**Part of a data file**
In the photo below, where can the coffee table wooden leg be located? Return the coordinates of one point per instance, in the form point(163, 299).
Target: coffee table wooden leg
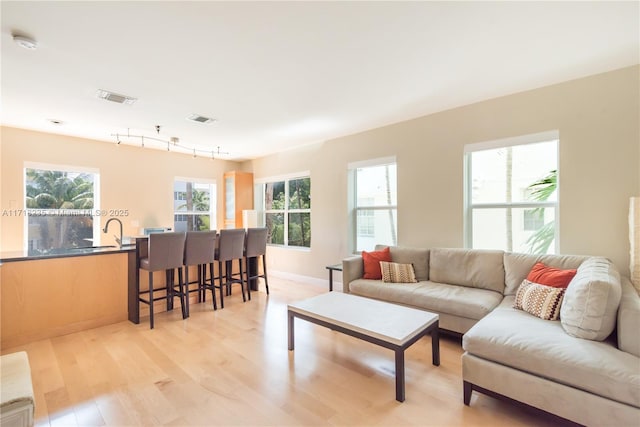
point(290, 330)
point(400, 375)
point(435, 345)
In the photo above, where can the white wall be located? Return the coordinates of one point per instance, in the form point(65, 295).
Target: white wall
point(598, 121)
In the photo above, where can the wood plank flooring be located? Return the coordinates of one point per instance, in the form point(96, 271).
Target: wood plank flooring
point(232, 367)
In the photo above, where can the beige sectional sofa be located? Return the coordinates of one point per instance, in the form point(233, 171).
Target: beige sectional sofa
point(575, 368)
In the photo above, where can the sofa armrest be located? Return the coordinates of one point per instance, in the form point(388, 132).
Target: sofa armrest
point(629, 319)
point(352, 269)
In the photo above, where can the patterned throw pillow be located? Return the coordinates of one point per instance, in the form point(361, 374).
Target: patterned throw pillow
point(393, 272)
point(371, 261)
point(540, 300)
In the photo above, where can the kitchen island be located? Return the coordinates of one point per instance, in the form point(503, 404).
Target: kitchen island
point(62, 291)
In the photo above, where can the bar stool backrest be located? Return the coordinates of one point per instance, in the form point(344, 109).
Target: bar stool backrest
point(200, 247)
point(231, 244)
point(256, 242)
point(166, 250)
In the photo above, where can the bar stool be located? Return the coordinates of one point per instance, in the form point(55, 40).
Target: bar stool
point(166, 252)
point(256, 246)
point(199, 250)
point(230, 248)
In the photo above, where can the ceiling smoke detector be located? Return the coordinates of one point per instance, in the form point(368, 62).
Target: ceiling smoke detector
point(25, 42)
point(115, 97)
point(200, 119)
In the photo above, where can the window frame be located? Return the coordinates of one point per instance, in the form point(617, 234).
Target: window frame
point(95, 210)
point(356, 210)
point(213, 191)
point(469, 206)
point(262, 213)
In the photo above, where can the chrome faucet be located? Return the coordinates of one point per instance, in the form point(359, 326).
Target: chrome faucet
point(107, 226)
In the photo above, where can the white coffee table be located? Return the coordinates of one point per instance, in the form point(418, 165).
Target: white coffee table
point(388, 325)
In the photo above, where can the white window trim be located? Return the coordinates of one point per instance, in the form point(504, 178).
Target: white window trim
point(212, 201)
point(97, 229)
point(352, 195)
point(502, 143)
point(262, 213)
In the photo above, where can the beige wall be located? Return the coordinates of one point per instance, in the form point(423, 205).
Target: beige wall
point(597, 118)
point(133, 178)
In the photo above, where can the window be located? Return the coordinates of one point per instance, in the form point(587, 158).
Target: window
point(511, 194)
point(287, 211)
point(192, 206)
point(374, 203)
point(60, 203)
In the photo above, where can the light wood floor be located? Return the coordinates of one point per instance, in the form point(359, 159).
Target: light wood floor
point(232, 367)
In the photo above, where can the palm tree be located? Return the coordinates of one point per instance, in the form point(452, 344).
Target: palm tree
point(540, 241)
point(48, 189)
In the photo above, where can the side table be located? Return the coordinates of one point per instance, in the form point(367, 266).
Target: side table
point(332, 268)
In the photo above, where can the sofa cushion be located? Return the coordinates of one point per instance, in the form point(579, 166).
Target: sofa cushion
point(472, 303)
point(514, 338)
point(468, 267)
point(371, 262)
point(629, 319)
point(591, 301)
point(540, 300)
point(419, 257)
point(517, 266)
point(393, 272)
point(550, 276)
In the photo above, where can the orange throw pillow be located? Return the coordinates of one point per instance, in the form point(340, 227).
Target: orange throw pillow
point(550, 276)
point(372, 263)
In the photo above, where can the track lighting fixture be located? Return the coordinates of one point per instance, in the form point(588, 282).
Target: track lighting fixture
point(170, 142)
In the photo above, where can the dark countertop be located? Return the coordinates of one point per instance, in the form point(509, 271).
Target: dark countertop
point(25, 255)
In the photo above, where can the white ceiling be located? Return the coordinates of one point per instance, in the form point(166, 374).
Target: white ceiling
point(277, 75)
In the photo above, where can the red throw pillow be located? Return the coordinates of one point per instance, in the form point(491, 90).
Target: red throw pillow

**WRITTEN PROBLEM**
Rewrite all of the records above, substituting "cushion" for each occurrence of "throw pillow" and leaving everything else unchanged. Omit the pictures from your answer.

**ANSWER**
In the photo below, where can the coffee table wooden leg be located? Return the coordinates of one point per instance, in the form point(163, 299).
Target: coffee table wooden leg
point(290, 330)
point(400, 375)
point(435, 345)
In the photo above, where can the white wall be located? Return the coordinates of one point per instance, in the form point(65, 295).
Target: white wall
point(598, 121)
In the photo above, where can the wood plank flooring be located? Return the coordinates of one point per instance, in the form point(96, 271).
Target: wood plank flooring
point(232, 367)
In the photo above, where can the beige sectional sofa be located? Return the coordinates of one point per instance, in the form point(233, 171).
Target: beige sectional sofa
point(575, 368)
In the photo above, where can the sofa armrest be located? Return the coordinates of one point per instance, in the form point(388, 132).
Target: sofa armrest
point(629, 319)
point(352, 269)
In the photo above, where can the patterned cushion be located? Return the coordinates of one point per instance, in the form point(361, 374).
Target: patterned cushion
point(393, 272)
point(371, 261)
point(540, 300)
In the photo above, where can the kitchen island be located? Return the coordinates of one point per instance, in the form point(503, 404).
Target: kitchen island
point(62, 291)
In the photo above, where can the bar stool backrest be located? Return the coordinates of one point per instance, in the form point(344, 109).
Target: bar stool backrest
point(200, 247)
point(231, 244)
point(256, 242)
point(166, 250)
In the photo above, where can the bar stool be located? Return the coordinates of one point per instance, in the form point(55, 40).
Target: bar stool
point(166, 252)
point(256, 246)
point(199, 250)
point(230, 248)
In the photo above, where can the ceiling smoke detector be located? Return the coordinates of one point per instance, in the form point(368, 62).
Target: ceiling smoke detector
point(25, 42)
point(115, 97)
point(200, 119)
In the photo above, where can the window frame be located? Return the coordinates of one point per instance, in the form point(617, 234).
Target: window frame
point(95, 210)
point(356, 210)
point(213, 191)
point(469, 206)
point(262, 213)
In the photo above, where can the chrome faucet be located? Return the coordinates of one point per instance, in the form point(359, 326).
Target: chrome faucet
point(107, 226)
In the photo above, where can the white coffee table be located? Return the coordinates of one point per instance, in the form point(418, 165).
Target: white coffee table
point(388, 325)
In the photo above, where can the white window trim be located? Return the coordinates of one point per instance, in the form point(504, 178).
Target: white window trim
point(212, 201)
point(97, 229)
point(352, 195)
point(502, 143)
point(262, 213)
In the photo above, where can the beige wall be located? Return the coordinates of one point per instance, in the form point(423, 205).
Target: beige wall
point(597, 118)
point(133, 178)
In the photo above, where can the window be located? Return the coordinates of one point per instance, in the form point(587, 158).
Target: window
point(511, 194)
point(287, 211)
point(192, 206)
point(374, 203)
point(60, 203)
In the photo above, where can the light wood floor be located? Return the coordinates of one point per instance, in the form point(359, 159).
Target: light wood floor
point(232, 367)
In the photo above, where can the palm tree be located? Return the coordinates of one point per instance, in the form point(452, 344).
Target: palm tree
point(540, 241)
point(48, 189)
In the photo above, where can the side table be located? Return the coordinates of one point per instance, in the form point(367, 266).
Target: side table
point(332, 268)
In the photo above, where can the sofa cushion be located? Return the coordinates of one point per instance, in the form point(579, 166).
Target: sofa cushion
point(472, 303)
point(514, 338)
point(468, 267)
point(371, 262)
point(629, 319)
point(591, 301)
point(540, 300)
point(419, 257)
point(517, 266)
point(393, 272)
point(550, 276)
In the photo above, where can the orange cushion be located? Return the coordinates of one point per instance, in the form point(340, 227).
Target: orange cushion
point(550, 276)
point(372, 263)
In the photo above, where can the track lighting fixture be located? Return the coordinates of one point per instance, in the form point(588, 282).
Target: track lighting fixture
point(170, 142)
In the photo above, where can the dark countertop be located? Return the coordinates of one point per instance, in the form point(509, 271).
Target: dark countertop
point(25, 255)
In the photo above, where can the white ceiling be located? Return the coordinates of one point per instance, in the form point(166, 374).
Target: white ceiling
point(277, 75)
In the photo above, where can the red cushion be located? Return the coordinates of one point per instance, in the form point(491, 90).
Target: red cushion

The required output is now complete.